### TASK DIRECTIONS
Pull out each line below that contains the word "control", and copy those lines in the order they appear.

··· RECORDS FOR THIS EXERCISE

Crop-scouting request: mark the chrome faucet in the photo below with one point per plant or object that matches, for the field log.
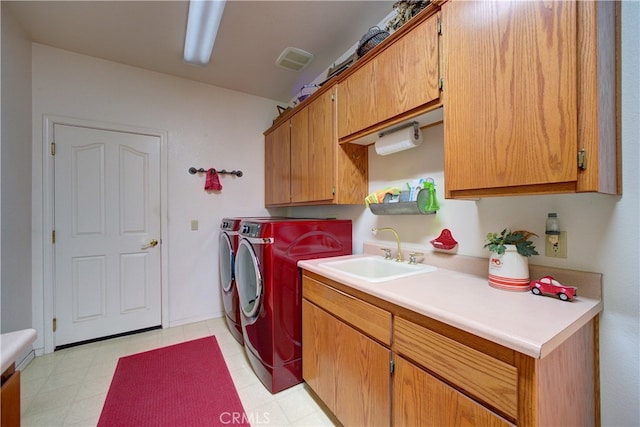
(375, 230)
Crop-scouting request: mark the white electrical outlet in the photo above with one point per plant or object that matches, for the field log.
(556, 245)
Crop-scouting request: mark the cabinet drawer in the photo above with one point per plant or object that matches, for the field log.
(487, 379)
(371, 320)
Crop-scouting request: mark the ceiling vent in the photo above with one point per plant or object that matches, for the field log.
(294, 59)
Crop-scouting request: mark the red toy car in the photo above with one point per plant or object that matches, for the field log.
(550, 286)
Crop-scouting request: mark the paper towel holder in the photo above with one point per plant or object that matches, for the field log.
(416, 129)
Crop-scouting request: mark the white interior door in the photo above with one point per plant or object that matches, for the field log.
(107, 219)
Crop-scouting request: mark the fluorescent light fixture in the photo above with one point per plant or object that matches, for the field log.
(202, 28)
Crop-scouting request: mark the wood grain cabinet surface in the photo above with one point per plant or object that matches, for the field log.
(304, 163)
(529, 97)
(277, 153)
(347, 369)
(399, 81)
(441, 375)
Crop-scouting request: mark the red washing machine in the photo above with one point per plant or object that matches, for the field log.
(269, 286)
(227, 246)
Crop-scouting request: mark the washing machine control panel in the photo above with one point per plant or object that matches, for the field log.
(251, 229)
(229, 224)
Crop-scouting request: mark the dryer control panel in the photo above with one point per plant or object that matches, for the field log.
(250, 229)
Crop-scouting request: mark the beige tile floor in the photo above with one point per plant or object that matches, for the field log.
(68, 387)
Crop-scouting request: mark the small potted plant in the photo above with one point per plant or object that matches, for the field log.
(508, 263)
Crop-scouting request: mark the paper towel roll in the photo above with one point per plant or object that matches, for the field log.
(398, 141)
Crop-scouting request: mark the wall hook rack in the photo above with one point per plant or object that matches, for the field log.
(194, 171)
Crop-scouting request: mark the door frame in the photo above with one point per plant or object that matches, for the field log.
(48, 183)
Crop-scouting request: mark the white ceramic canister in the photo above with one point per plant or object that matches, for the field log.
(509, 271)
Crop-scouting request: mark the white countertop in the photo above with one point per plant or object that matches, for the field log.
(12, 344)
(533, 325)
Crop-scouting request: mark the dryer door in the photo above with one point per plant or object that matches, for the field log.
(225, 261)
(248, 279)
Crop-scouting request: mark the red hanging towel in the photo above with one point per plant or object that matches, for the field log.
(212, 183)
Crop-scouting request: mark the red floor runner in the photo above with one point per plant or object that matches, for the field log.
(186, 384)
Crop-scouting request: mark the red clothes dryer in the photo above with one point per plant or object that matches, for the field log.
(227, 246)
(269, 286)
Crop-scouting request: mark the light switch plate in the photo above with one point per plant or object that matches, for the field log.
(558, 250)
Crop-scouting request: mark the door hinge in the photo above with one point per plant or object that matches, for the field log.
(582, 159)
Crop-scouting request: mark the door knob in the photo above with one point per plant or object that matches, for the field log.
(152, 244)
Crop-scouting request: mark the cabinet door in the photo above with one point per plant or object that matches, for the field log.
(510, 116)
(322, 143)
(407, 73)
(357, 101)
(300, 174)
(277, 167)
(346, 369)
(422, 400)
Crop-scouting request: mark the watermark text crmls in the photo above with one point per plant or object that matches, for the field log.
(253, 418)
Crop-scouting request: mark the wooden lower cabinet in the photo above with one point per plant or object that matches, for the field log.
(441, 376)
(346, 369)
(420, 399)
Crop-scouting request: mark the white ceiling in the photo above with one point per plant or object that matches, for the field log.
(150, 35)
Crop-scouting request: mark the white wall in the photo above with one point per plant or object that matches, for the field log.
(206, 126)
(16, 177)
(603, 231)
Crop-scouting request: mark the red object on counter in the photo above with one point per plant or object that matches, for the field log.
(444, 241)
(550, 286)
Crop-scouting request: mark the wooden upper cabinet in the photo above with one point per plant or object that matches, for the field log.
(320, 152)
(357, 101)
(304, 165)
(518, 79)
(408, 72)
(277, 152)
(399, 81)
(300, 156)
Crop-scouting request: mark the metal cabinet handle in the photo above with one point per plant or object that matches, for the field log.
(152, 244)
(412, 257)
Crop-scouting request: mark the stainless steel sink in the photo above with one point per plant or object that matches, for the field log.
(376, 269)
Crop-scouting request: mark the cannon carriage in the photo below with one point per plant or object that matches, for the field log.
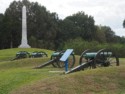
(101, 58)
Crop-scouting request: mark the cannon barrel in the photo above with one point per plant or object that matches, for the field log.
(94, 54)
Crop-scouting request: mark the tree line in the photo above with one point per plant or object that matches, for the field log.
(46, 30)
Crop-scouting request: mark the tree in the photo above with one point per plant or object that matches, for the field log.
(78, 25)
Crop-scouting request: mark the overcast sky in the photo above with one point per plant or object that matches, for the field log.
(105, 12)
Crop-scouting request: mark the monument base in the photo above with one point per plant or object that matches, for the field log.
(24, 46)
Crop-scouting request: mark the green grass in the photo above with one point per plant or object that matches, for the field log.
(8, 54)
(19, 77)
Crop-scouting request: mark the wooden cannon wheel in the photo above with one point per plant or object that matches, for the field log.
(106, 58)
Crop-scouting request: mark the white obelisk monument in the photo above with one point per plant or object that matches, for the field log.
(24, 43)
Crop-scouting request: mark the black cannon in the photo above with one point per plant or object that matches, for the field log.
(101, 58)
(54, 60)
(22, 54)
(37, 54)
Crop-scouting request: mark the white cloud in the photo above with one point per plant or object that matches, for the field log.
(105, 12)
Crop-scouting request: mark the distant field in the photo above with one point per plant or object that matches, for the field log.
(19, 77)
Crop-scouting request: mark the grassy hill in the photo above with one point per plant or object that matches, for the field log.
(19, 77)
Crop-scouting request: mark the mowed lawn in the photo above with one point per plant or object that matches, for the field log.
(20, 77)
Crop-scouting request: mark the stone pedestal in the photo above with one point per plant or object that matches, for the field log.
(24, 43)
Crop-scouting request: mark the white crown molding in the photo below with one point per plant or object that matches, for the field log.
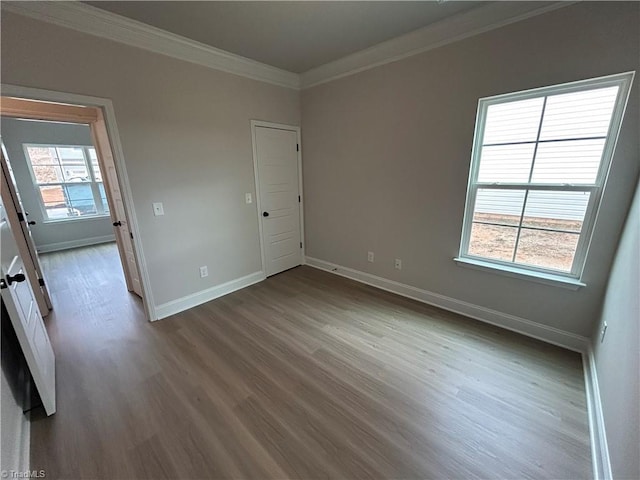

······

### CORRECT RESULT
Crop-scouting request: mark the washing machine control panel in the photo above with one point per plant or object that matches, for the field log.
Crop-scouting request: mark the dryer control panel in the photo above with one point per plant or object that matches, for the field log.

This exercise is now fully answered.